*What you need to do*
1. In the text on managing workplace conflict, what do people who give good feedback do, according to Susan Hackley?
2. Extend the text on managing workplace conflict, picking up after its last line.

*Text*
One of the main goals of dispute system design, or DSD, should be to support low-cost, less invasive approaches to managing workplace conflict before moving on to more costly, riskier approaches. For example, an organization might encourage or require employees in conflict to engage in mediation before moving on to an arbitration hearing. In addition, write Sander and Bordone, employees should be able to tap into the dispute-resolution process at different points throughout the organization—for example, through their supervisor, an HR staff member, or some other leader—lest they avoid the system due to distrust of one person in particular.

Setting up a dispute system can be a complex process, but it will almost inevitably promote a more efficient means of managing workplace conflict than a case-by-case approach.

2. Promote better feedback.

Workplace conflict often arises because co-workers have difficulty giving one another effective feedback, or any feedback at all. When we fail to let people know how they can improve, our frustration grows as their mistakes mount. Similarly, if we give unconstructive feedback—feedback that is vague, very negative, or too personal—we can create destructive workplace conflict.

We need to learn to give more effective feedback and teach others in our organization to deliver meaningful and useful feedback as well. People who give good feedback ask questions, stay positive, give details, and describe how the situation makes them feel, writes Program on Negotiation managing director Susan Hackley in Negotiation Briefings. Leaders also need to make it easy for people to raise concerns.

In their 2014 book Thanks for the Feedback: The Science and Art of Receiving Feedback Well, Douglas Stone and Sheila Heen offer advice on accepting feedback in a constructive manner—even when the feedback isn’t delivered constructively. We all need to learn to identify personal triggers that cause us to take perceived criticism personally, for example.

3. Focus on the problem, not the people.

*Dataset excerpts*
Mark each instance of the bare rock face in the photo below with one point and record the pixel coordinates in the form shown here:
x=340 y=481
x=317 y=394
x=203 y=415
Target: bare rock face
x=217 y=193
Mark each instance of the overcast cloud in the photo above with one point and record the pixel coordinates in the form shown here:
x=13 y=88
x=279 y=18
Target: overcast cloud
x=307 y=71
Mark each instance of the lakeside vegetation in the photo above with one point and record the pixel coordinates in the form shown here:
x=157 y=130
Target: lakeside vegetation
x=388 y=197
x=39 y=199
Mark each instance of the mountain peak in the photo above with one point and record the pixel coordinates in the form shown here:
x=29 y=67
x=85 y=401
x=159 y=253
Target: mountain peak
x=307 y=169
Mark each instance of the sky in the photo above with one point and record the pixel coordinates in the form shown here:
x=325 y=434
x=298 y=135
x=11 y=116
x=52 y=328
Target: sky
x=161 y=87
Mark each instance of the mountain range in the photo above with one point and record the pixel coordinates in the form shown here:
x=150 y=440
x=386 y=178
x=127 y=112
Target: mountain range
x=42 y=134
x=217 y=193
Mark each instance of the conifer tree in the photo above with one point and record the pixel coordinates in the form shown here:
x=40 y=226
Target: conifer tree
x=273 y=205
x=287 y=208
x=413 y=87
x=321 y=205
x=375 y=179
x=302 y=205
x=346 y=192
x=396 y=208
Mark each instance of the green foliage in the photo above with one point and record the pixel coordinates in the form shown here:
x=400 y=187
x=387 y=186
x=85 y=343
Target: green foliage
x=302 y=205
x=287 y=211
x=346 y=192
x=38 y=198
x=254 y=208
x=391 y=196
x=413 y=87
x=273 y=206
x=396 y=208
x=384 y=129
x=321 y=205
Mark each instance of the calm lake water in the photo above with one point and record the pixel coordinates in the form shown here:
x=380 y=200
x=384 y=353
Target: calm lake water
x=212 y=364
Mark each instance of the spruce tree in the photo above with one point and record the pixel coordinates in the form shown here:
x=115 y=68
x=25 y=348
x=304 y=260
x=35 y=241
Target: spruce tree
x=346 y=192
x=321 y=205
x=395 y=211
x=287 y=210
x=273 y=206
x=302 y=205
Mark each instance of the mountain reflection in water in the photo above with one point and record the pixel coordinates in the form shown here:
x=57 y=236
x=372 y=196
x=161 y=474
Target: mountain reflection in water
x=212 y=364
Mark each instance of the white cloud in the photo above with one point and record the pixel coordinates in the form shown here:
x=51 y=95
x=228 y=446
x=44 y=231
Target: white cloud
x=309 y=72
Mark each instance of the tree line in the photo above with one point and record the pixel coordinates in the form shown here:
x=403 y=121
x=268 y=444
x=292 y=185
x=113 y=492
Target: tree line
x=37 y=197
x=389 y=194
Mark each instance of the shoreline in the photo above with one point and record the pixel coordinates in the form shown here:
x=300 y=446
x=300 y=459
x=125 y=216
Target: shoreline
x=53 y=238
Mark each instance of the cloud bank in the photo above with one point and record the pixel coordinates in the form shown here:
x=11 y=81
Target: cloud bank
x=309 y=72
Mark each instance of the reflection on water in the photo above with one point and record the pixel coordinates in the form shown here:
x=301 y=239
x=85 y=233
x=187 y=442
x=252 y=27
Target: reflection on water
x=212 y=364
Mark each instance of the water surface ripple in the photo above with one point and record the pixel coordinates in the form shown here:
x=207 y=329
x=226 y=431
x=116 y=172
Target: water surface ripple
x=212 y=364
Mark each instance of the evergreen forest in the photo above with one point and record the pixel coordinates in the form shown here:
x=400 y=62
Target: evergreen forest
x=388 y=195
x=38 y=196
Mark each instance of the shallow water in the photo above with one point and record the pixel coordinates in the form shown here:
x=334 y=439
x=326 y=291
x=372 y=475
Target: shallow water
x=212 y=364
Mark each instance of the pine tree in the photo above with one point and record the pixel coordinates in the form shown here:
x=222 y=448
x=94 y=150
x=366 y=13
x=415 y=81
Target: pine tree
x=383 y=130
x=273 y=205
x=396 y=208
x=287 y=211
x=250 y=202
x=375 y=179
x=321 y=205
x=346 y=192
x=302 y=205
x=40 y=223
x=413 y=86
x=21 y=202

*Answer list*
1. They ask questions, stay positive, give details, and describe how the situation makes them feel.

2.
When deciding how to manage conflict at work, try to focus on the problem rather than the personalities involved, recommends Hackley. Because conflict tends to promote competition and antagonism, you should strive to frame the situation in a positive light. For example, focus on the potential benefits to the organization if you are able to resolve the workplace conflict rather than on the potential negatives if you have difficulty doing so.

In addition, when dealing with conflict at work, remember that people tend to view conflicts quite differently, based on their individual perspective. Our perceptions of what went wrong tend to be self-serving. With each person believing he or she is “right” and the other person is “wrong,” it’s no wonder conflicts often fester in organizations.

For this reason, it’s crucial to start off your workplace conflict resolution efforts by taking a joint problem-solving approach. Ask open-ended questions and test your assumptions, advises Hackley. Make sure that each party has ample time to express his or her views without interruption.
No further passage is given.